## [TO BE DONE]
Output the full listing below exactly, without the pictures.

----------

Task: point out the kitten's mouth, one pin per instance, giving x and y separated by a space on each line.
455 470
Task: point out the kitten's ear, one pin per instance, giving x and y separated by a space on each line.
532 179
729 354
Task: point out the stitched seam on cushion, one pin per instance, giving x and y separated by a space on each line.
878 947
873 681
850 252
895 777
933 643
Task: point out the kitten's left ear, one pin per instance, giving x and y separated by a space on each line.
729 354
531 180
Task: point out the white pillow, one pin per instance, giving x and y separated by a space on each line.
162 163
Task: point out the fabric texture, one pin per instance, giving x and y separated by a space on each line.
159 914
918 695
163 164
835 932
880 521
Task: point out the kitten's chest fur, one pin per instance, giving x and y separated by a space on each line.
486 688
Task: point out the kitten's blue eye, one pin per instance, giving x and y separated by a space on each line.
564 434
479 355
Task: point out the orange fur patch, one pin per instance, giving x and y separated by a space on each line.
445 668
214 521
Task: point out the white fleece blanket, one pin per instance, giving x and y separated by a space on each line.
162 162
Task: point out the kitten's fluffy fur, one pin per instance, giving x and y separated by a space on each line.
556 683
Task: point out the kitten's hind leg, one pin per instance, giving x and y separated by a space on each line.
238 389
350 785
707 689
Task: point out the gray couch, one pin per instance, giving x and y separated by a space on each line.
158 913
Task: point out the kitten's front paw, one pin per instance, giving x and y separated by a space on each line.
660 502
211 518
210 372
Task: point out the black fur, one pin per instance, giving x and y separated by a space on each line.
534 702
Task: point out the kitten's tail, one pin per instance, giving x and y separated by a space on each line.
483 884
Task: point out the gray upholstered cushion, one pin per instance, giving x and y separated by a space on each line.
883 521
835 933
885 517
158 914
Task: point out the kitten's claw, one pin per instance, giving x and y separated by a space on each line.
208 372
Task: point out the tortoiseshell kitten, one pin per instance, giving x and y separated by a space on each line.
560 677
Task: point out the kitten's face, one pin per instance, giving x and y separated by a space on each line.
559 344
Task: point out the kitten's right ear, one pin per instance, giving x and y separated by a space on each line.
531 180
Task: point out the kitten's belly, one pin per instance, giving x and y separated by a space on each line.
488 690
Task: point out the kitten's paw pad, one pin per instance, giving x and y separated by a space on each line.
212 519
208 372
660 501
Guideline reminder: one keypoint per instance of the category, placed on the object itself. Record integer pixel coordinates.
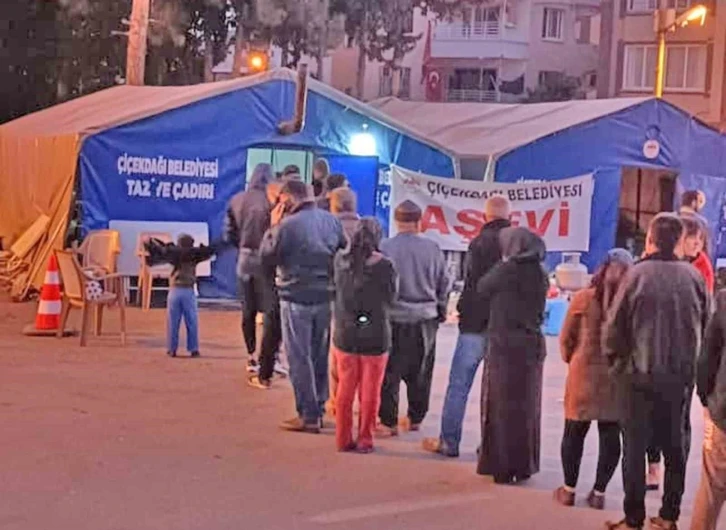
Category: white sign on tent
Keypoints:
(558, 210)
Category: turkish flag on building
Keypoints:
(430, 75)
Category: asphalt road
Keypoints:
(111, 438)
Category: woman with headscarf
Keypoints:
(514, 293)
(590, 391)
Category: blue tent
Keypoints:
(183, 161)
(550, 141)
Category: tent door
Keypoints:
(643, 194)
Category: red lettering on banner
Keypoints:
(543, 225)
(472, 221)
(564, 229)
(434, 219)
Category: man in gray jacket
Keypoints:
(415, 318)
(301, 246)
(652, 338)
(248, 218)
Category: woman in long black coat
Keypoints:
(514, 293)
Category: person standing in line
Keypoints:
(270, 312)
(415, 318)
(513, 293)
(694, 241)
(590, 391)
(248, 218)
(694, 245)
(652, 337)
(321, 170)
(343, 204)
(712, 393)
(366, 285)
(483, 254)
(302, 244)
(334, 182)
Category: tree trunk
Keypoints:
(208, 59)
(136, 50)
(239, 46)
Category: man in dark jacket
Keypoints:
(484, 252)
(652, 338)
(415, 317)
(712, 392)
(302, 247)
(248, 218)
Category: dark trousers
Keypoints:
(412, 357)
(251, 292)
(653, 412)
(654, 449)
(271, 339)
(573, 444)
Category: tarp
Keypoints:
(208, 123)
(551, 141)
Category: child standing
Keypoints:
(182, 299)
(365, 284)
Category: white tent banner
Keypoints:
(557, 210)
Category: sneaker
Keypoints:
(622, 525)
(407, 425)
(658, 523)
(384, 431)
(280, 370)
(564, 497)
(255, 382)
(596, 501)
(652, 479)
(297, 424)
(252, 366)
(436, 446)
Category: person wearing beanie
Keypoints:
(247, 219)
(181, 303)
(415, 318)
(590, 391)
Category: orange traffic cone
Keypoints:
(47, 321)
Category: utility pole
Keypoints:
(136, 49)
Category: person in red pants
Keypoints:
(366, 285)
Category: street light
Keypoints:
(697, 12)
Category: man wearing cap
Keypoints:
(301, 246)
(415, 317)
(483, 254)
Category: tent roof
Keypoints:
(125, 104)
(477, 130)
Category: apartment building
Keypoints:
(695, 56)
(489, 52)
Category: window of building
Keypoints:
(550, 78)
(385, 83)
(553, 24)
(685, 68)
(643, 6)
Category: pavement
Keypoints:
(113, 438)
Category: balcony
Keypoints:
(478, 40)
(474, 95)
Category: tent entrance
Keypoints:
(644, 193)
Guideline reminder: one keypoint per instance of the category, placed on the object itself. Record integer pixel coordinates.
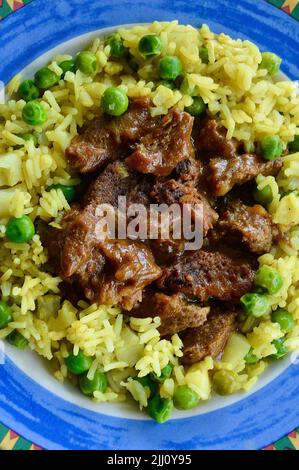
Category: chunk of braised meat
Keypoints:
(107, 138)
(223, 174)
(129, 268)
(188, 171)
(80, 229)
(250, 225)
(208, 339)
(161, 150)
(210, 139)
(175, 312)
(173, 192)
(204, 274)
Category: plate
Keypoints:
(53, 416)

----------

## [SOLUTION FOR THIS PROBLEM]
Task: point out the kitten's mouth, one pin per instance, giving x and y separated by a space on each line.
455 470
Task: point out the kitten's ear, one pin per instance, giving x and y separated by a space on each line.
532 179
729 354
Task: point out the stitched seam on cushion, one pin per instance, giving x and y separated by a space on each line.
878 947
873 681
850 252
895 777
933 643
Task: point out the kitten's left ear, one pin per instance, giving x and y separated by a space on each line.
729 354
531 180
Task: point out the white pillow, one pin per instance, giving x and y separated by a space on each line.
162 163
Task: point out the fabric texture, one pin per instance, giving x and y separated by a space on each line.
159 914
918 695
163 164
835 932
880 521
Task: point out the kitten's chest fur, one pin per instance, giving x and y separated by a space on each line.
486 688
Task: point out the kitten's blue eye, one pin per instance, giving x and y separated by a space on each line.
564 434
479 355
Task: point out the orange fur patch, one pin per instance, giving x and y separated by a space on each line.
445 668
214 521
Task: point out the white fleece blanket, one pin per instance, giving x and y separated by a space on each line.
162 162
Task: point out the kitten's fluffy fur, one pin per instance, giving x and y separated by a space on each line.
556 683
Task: point out the kitten's hind leg, one pin per instance, giving x and y separated by a space on each line.
238 389
350 785
707 689
Task: point out the gray couch, one pin per instance, giving x and y separated by a space on each line.
158 913
Task: point out the kitten's front paw, one pin per instance, giving x and y separated by a space on each line.
660 502
211 518
210 372
Task: point out the black fur, one pin per instance, giving x and y separated by a space on each line.
534 702
Task: point out the kitten's tail, one pin per instance, giving x and y separated by a space on each line.
483 884
Task: point out the gray upholstered cushion, one pin per instance, giving x and y separated by a space on each line.
883 521
835 933
885 517
158 914
Task: point out the kitten's claw, one pin per instance, giving x and y separated by a space on each line.
208 372
Task: point out the tortoiseshell kitten, one pin per instance, giving x and y separated by a space on each line.
560 677
Task: point out the kitten's face, one pin per instance, giving x and y separated by a space on each line.
559 344
Task: point out the kitten's right ear, one pin per instance, giving x and y separated by a space on each line.
531 180
Task: point out the kitten's belly, one pin per instance, giving x and y separated by a space on each line.
488 690
Task: point out the kitten's paw pad, one pin per instance, giving x and y separated by a space on each line.
212 519
208 372
660 501
Guideline reminder: one keypoint per instance of the category, placed on the object itself. Record integer pixel coordinates.
Category: white sign on tent
Keypoints:
(558, 210)
Category: turkish flag on building
Keypoints:
(430, 75)
Category: asphalt road
Keypoints:
(111, 438)
Category: woman with headscarf
Keypoints:
(514, 293)
(590, 391)
Category: blue tent
Keypoints:
(183, 161)
(550, 141)
Category: tent door
Keypoints:
(643, 194)
Category: red lettering on banner
Keypoints:
(543, 225)
(472, 221)
(564, 229)
(434, 219)
Category: man in gray jacket
Keypoints:
(415, 318)
(301, 246)
(652, 338)
(248, 218)
Category: woman in long black coat
Keypoints:
(514, 293)
Category: person standing in line
Keypoints:
(270, 312)
(415, 318)
(513, 293)
(694, 241)
(590, 391)
(248, 218)
(694, 245)
(652, 337)
(321, 170)
(343, 204)
(712, 393)
(366, 285)
(483, 254)
(302, 244)
(334, 182)
Category: tree trunk
Keypoints:
(208, 59)
(136, 50)
(239, 46)
Category: man in dark jacket
Keypoints:
(484, 252)
(652, 338)
(415, 317)
(712, 392)
(302, 247)
(248, 218)
Category: dark trousers
Keypoints:
(412, 357)
(251, 292)
(653, 412)
(654, 449)
(271, 339)
(573, 444)
Category: tarp
Keypoints:
(208, 123)
(551, 141)
Category: child standing
Keypoints:
(182, 299)
(365, 284)
Category: white tent banner
Keypoints:
(557, 210)
Category: sneaker
Keypoints:
(622, 525)
(407, 425)
(658, 523)
(384, 431)
(280, 370)
(564, 497)
(255, 382)
(596, 501)
(652, 479)
(297, 424)
(252, 366)
(436, 446)
Category: person wearing beanie
Keypoints:
(247, 219)
(181, 303)
(415, 318)
(590, 391)
Category: orange traffic cone
Keypoints:
(47, 321)
Category: utility pole
Keypoints:
(136, 49)
Category: person in red pants
Keypoints:
(366, 285)
Category: street light
Keypoints:
(697, 12)
Category: man wearing cap
Keypoints:
(301, 246)
(415, 317)
(483, 254)
Category: tent roof
Keypoints:
(125, 104)
(477, 130)
Category: apartment building
Keypoints:
(695, 56)
(489, 52)
Category: window of building
Keypoints:
(550, 78)
(385, 83)
(553, 24)
(685, 68)
(643, 6)
Category: pavement
Keypoints:
(113, 438)
Category: balcony
Keypoints:
(478, 40)
(474, 95)
Category: tent entrance
Keypoints:
(644, 193)
Guideline reminder: one keypoint per instance of the category, placed on the object itself. Record integer pixel coordinates.
Category: chunk of braised meat
Keypoints:
(107, 138)
(223, 174)
(129, 268)
(188, 171)
(80, 229)
(250, 225)
(208, 339)
(161, 150)
(210, 139)
(175, 312)
(173, 192)
(204, 274)
Category: plate
Keypoints:
(53, 416)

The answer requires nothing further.